DATA FOR THIS TASK
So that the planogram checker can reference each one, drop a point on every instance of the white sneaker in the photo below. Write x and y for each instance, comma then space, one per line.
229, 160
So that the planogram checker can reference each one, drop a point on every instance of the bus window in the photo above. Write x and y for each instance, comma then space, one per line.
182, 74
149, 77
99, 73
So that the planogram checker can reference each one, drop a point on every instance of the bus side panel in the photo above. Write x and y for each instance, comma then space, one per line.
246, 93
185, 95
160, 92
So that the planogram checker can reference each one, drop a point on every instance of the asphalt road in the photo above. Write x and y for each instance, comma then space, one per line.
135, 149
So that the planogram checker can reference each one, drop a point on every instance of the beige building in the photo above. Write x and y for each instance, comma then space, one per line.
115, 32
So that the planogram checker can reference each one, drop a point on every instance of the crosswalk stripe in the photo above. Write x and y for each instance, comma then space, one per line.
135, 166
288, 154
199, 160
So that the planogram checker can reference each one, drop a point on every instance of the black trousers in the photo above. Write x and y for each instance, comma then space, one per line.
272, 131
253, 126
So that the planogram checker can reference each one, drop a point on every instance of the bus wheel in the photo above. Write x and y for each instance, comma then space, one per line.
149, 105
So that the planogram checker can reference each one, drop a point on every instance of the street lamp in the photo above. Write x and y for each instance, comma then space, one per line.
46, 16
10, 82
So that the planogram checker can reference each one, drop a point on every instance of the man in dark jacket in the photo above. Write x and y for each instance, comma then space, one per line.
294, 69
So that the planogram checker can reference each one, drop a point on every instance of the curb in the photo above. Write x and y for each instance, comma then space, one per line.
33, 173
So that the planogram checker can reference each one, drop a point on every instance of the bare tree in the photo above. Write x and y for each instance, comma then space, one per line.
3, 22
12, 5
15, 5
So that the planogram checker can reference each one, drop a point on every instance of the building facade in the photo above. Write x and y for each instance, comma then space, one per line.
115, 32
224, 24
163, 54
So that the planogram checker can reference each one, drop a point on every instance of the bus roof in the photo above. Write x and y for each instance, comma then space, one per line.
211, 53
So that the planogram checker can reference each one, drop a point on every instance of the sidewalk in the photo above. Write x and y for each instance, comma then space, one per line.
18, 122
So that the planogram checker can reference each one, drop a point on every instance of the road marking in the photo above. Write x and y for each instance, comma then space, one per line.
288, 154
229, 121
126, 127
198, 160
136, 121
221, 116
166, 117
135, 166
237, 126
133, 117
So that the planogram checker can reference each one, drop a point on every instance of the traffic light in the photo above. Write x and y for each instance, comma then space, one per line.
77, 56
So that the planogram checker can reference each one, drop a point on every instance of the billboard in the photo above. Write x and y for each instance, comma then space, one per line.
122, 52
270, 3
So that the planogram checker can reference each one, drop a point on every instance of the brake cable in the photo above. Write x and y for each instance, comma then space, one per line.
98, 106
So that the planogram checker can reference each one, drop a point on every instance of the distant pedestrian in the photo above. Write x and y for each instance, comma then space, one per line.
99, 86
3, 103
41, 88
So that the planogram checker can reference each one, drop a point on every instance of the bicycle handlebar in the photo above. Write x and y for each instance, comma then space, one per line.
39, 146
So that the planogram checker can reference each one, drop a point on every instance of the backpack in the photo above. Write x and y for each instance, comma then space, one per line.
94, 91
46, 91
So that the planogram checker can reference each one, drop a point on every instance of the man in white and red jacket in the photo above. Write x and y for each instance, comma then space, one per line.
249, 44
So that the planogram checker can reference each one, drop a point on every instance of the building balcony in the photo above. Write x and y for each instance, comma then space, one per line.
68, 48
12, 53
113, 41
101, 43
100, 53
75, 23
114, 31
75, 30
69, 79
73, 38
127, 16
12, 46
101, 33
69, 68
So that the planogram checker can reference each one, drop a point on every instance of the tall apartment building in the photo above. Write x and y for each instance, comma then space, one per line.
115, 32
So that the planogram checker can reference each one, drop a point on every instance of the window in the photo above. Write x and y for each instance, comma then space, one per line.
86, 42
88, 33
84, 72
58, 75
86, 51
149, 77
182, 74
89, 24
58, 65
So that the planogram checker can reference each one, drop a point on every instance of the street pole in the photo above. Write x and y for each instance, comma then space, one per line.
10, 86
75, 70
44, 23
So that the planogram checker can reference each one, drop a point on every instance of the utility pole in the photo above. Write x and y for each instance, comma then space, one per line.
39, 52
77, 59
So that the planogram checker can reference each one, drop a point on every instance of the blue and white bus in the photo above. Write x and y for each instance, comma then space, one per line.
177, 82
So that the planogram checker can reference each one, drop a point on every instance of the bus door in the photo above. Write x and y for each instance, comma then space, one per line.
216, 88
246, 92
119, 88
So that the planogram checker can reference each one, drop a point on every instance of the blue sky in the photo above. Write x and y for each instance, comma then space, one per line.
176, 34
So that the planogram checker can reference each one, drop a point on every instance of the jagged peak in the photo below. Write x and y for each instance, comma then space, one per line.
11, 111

WORK REQUIRED
Return the entries above exactly, each one complete.

THE ANSWER
So that the planogram checker can reference each one, drop a point on every instance of the white sneaker in the photo below. Write x and y for each instance, comma then space, one per line.
229, 160
So that the planogram checker can reference each one, drop a point on every instance of the bus window in the photo above. Write x and y for each instance, comma then space, one per line.
182, 74
149, 77
99, 73
So that the planogram checker can reference each one, drop a point on every instance of the bus side panel in the photo above. Write x and y for each instance, comma then space, one per line.
246, 93
185, 95
160, 92
So that the planogram checker can reference each one, drop a point on every instance of the asphalt road in the photo above. Write x and y for each instance, comma then space, one per line.
135, 149
So that the planogram checker can reference each one, drop a point on every instance of the beige building in the photo above. Write x and y for each instance, comma then space, one per line.
115, 32
So that the planogram checker can reference each one, drop a point on every instance of the crosswalk stripe in the photo above. Write x and y for each instance, comma then space, one per line.
135, 166
288, 154
199, 160
So that the planogram checker can reference each one, drop a point on every instance of the black trousers in the photo above. Write x and y for each instance, comma then space, one per line.
272, 131
253, 126
So that the planogram checker can reference each one, drop a point on every instance of the bus wheel in the photo above. Write x and y for each instance, comma then space, one per line.
149, 105
So that the planogram checker can reference each one, drop a point on every instance of the street lamp in the photo above. Write x and y for each instance, comma then space, one per line.
46, 16
10, 82
So that the planogram checker can reference each one, drop a point on every instance of the man in dark jacket in the photo above. Write x and y for each instance, comma then space, one per line.
294, 69
So that the planogram checker can reference each one, drop a point on every instance of the curb in the photo above. Write x and y for each instance, comma then space, one per line.
33, 173
So that the planogram checker can reference each one, drop a point on every instance of the bare tree in the photo above. Write x and y for each instance, comma then space, one per line.
3, 22
12, 5
15, 5
So that the planogram checker can reference each one, drop a point on every instance of the building facade in the photo above. Write x and y for each instance, comma then space, one per line.
115, 32
224, 24
163, 54
So that the planogram checker can reference each one, drop a point on every instance of the bus roof in the photo above. Write x and y for each instance, comma then space, one per line.
211, 53
So that the planogram checker can reference each one, drop a point on every instance of the sidewalk in the photo above. Write x and y for each instance, comma then space, one per line.
18, 122
So that the planogram checker can reference each one, drop a point on every instance of the road marking in the photo above. Write x and y for each instance, comma then space, one per line.
288, 154
229, 121
126, 127
198, 160
136, 121
221, 116
166, 117
135, 166
237, 126
133, 117
So that the planogram checker can reference each one, drop a point on every instance of the traffic light in the photo above. Write x and y for each instance, comma then space, one per line.
77, 56
So that the planogram checker can reference each one, drop a point on every instance of the billboard in the photo above. Write x and y for each instance, comma then space, one per line.
122, 52
270, 3
So that the planogram checker can reference each one, drop a point on every instance of the brake cable in the photo above. Write x and y for each instance, comma then space, one per line.
98, 106
So that the planogram checker can reference each one, drop a point on every instance of the distant pedestrian in the photo above. Write x and y for each instance, comma then space, one per line.
99, 86
3, 103
41, 88
So that the planogram checker can reference each one, drop a point on every instance of the bicycle handlebar in the photo above. Write x and y for each instance, comma then space, one per line.
39, 146
So that the planogram checker can reference each one, drop a point on every instance of the backpack in the photo above. Write x and y for each instance, comma then space, one per line.
94, 91
46, 91
So that the planogram checker can reference each one, drop a point on every instance of the man in white and red jacket in the photo above. Write x and y for each instance, comma then space, one per line.
249, 44
So that the planogram checker can reference each one, drop a point on every instance of the building balcony in the photo above. Write x and y for each instance, comma then space, one per line.
68, 48
12, 53
113, 41
101, 43
100, 53
75, 23
114, 31
75, 30
69, 79
73, 38
127, 16
12, 46
101, 33
69, 68
So that the planogram checker can reference each one, drop a point on every instance of the tall apartment building in the photo above. Write x and y for each instance, comma then space, one per line.
115, 32
So that the planogram checker can reference each one, drop a point on every instance of the window in the photo above. Write x and y for each instance, comma then space, one per line.
86, 42
88, 33
84, 72
58, 75
86, 51
149, 77
182, 74
89, 24
58, 65
So that the planogram checker can reference each one, drop a point on every instance of the street pole in the photo above. Write x and y for each instance, comma then space, one per line.
10, 86
75, 70
44, 23
So that the planogram checker can reference each one, drop a point on every instance of the utility pole in the photo above. Write x and y for each instance, comma then space, one per line.
39, 52
77, 59
So that the planogram checker can reference each one, drop a point on every instance of the blue and white bus in the photo above. Write x and y for each instance, comma then space, one per line.
177, 82
So that the planogram checker can reference each one, drop a point on every instance of the bus door in the photo above. Write x and y for each instance, comma then space, one per line.
216, 88
246, 92
119, 88
So that the planogram checker can reference each one, drop a point on every instance of the blue sky in the photo above. Write x and y for each instance, comma then space, one per line.
176, 34
So that the planogram checker can reference each one, drop a point on every instance of the jagged peak in the photo below. Write x and y for each instance, comma then space, one per line.
11, 111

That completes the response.